══ 摘录 ══
根据下面pg_basebackup在线搭建从节点,在Centos7.9下碰到下列问题记录下供参考:
问题1:pg_basebackup复制完成后拉起从库事报块大小不一致
/usr/pgsql-12/bin/pg_ctl start -D /data/pgdata
waiting for server to start....2023-12-18 14:53:50.748 EST [635707] FATAL: database files are incompatible with server
2023-12-18 14:53:50.748 EST [635707] DETAIL: The database cluster was initialized with BLCKSZ 32768, but the server was compiled with BLCKSZ 8192.
2023-12-18 14:53:50.748 EST [635707] HINT: It looks like you need to recompile or initdb.
2023-12-18 14:53:50.748 EST [635707] LOG: database system is shut down
原因:主库是源码编译安装,编译时指定的'--with-wal-blocksize=64' '--with-blocksize=32' 。新搭建从库安装PG时用yum源安装的(默认是8kb)(主库已经运行了1年多才搭建从库并且不同人搭建,导致一些信息不同步。)
═══
任务说明: 请照原文抄写上面这段 pg_basebackup 搭建从库问题记录中的一部分，从“根据下面pg_basebac”开始，到“with BLCKSZ 8192.”结束。
══ 数据清单 ══
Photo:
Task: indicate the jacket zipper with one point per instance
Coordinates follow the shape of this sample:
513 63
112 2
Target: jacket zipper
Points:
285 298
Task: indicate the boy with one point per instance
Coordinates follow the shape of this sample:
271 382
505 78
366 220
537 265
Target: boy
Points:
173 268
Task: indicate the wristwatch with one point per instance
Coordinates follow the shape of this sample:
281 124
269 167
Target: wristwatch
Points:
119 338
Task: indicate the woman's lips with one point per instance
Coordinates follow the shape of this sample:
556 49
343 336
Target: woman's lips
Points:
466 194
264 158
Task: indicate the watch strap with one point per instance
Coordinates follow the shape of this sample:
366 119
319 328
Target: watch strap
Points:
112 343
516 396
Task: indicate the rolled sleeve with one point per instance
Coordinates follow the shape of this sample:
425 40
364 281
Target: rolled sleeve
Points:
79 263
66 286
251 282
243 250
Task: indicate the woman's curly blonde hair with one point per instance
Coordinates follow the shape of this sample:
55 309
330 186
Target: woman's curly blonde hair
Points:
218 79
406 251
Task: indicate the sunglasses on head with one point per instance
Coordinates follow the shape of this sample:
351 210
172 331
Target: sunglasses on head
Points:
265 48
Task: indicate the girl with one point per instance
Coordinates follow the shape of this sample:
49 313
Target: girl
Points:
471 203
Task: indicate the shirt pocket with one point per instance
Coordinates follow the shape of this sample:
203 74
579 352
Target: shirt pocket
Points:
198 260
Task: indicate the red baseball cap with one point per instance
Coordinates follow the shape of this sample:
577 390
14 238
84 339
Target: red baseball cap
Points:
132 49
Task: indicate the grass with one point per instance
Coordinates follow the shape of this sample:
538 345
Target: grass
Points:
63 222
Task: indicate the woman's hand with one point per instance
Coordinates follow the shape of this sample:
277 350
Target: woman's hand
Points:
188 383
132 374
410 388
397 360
═══
参考解答:
根据下面pg_basebackup在线搭建从节点,在Centos7.9下碰到下列问题记录下供参考:
问题1:pg_basebackup复制完成后拉起从库事报块大小不一致
/usr/pgsql-12/bin/pg_ctl start -D /data/pgdata
waiting for server to start....2023-12-18 14:53:50.748 EST [635707] FATAL: database files are incompatible with server
2023-12-18 14:53:50.748 EST [635707] DETAIL: The database cluster was initialized with BLCKSZ 32768, but the server was compiled with BLCKSZ 8192.